In the records below, begin at the line that contains "ear. Return only the coordinates." and go through the last line of the records. Write those lines out again with the requests included, and shift every coordinate in the answers by -72.

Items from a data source

— BEGIN —

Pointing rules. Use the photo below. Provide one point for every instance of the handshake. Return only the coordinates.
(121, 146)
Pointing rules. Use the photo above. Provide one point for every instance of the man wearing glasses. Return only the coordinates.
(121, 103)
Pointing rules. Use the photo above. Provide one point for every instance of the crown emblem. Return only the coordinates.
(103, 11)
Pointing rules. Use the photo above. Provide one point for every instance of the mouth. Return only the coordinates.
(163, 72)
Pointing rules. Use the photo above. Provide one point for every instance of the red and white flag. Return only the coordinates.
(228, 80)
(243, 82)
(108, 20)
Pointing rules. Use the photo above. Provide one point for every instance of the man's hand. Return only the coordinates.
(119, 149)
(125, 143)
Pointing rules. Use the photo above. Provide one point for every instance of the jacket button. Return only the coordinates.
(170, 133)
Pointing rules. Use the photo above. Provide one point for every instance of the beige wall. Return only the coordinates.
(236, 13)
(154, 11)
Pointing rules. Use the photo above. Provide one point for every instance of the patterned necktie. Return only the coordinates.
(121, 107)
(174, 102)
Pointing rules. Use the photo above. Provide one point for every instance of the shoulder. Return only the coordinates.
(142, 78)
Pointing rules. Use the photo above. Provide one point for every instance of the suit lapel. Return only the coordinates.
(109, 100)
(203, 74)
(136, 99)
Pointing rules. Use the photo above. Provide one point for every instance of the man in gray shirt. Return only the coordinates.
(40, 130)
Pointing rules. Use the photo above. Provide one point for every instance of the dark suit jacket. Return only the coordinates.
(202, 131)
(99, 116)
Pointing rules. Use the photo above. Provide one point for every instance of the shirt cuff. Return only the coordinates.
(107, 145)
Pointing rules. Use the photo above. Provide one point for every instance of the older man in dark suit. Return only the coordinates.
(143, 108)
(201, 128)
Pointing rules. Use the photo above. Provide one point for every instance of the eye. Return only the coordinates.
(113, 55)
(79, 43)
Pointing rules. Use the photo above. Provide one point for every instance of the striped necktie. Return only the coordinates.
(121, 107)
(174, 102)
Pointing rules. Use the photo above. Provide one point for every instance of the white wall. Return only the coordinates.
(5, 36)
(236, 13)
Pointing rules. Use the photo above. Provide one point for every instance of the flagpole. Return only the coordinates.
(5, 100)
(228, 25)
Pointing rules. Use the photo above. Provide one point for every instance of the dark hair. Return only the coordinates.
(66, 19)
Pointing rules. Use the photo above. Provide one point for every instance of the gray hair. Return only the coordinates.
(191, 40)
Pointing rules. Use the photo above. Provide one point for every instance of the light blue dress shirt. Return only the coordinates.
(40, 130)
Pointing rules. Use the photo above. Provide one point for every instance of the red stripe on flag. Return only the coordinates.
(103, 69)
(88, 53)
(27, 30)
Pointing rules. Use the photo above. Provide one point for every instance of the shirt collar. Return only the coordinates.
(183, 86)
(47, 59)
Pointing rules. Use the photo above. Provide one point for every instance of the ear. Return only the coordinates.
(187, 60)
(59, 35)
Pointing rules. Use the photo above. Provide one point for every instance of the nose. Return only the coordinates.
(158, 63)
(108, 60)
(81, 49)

— END —

▸ Answer to this problem
Pointing rules. Use the photo above. Provide one point for every instance of the ear. Return only the coordinates.
(115, -12)
(-13, -37)
Pointing rules. Use the photo above. Provide one point for every instance of the nose. Return only the coordinates.
(86, -9)
(36, -12)
(9, -23)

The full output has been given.